[EXCERPT start]
Donald Trump was for them both messenger and message — the perfect vehicle for screaming their frustration out across the land.
Their long pent-up and finally released yawps of anger and even rage carried Donald Trump to the White House — and led to the tumultuous eight years since.
This time, on another long drive through rural Iowa, I am more alert and attuned to the messages the landscape might send.
There are a few “TRUMP-VANCE” signs here and there, but not nearly as many as there were eight years ago. They dot, rather than smother, the landscape.
I have yet to see a barn roof devoted to the former president’s campaign to return to power. Nor have I spotted any handmade signs, this time around — no painted sheets or boards with Trump’s name scrawled across them.
Until a few weeks ago, the former president’s prospects of returning to the White House seemed good — better certainly than they were at this time eight years ago. When President Joe Biden still was in the race, Trump led in most national polls — in some, by more than the margin of error — and always had secured slim edges in the key battleground states.
[EXCERPT end]
*JOB 1*
Answer these about the Iowa excerpt:
(a) What signs does the writer see here and there?
(b) Who was still in the race when Trump led most national polls?
(c) What kind of trip through rural Iowa is the writer taking this time?
*JOB 2*
Reproduce the Iowa excerpt word for word between "Until a few" and "key battleground states.", inclusive.
The listing that comes next is separate material and has no connection to the Iowa excerpt.
[DATA EXCERPT start]
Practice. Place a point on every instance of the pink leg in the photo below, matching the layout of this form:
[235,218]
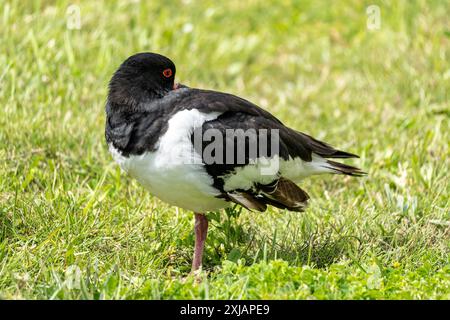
[DATA EXCERPT end]
*WRITTEN RESPONSE 1*
(a) "TRUMP-VANCE" signs
(b) President Joe Biden
(c) A long drive

*WRITTEN RESPONSE 2*
Until a few weeks ago, the former president’s prospects of returning to the White House seemed good — better certainly than they were at this time eight years ago. When President Joe Biden still was in the race, Trump led in most national polls — in some, by more than the margin of error — and always had secured slim edges in the key battleground states.